##### Dataset entries

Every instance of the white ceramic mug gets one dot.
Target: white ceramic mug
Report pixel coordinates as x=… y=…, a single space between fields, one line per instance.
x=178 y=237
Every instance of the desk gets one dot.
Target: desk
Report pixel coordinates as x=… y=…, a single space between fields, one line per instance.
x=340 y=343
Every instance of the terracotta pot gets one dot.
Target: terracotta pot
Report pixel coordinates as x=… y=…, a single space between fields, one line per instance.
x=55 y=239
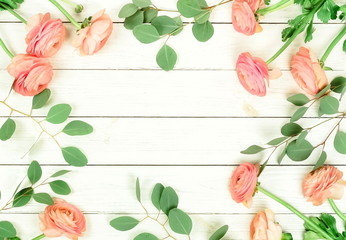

##########

**Task details:** Gather every line of the records above that contains the string "Target", treating uppercase and lowercase letters as different.

**Exercise response:**
Target: white ceramic mug
Target: desk
Target: terracotta pot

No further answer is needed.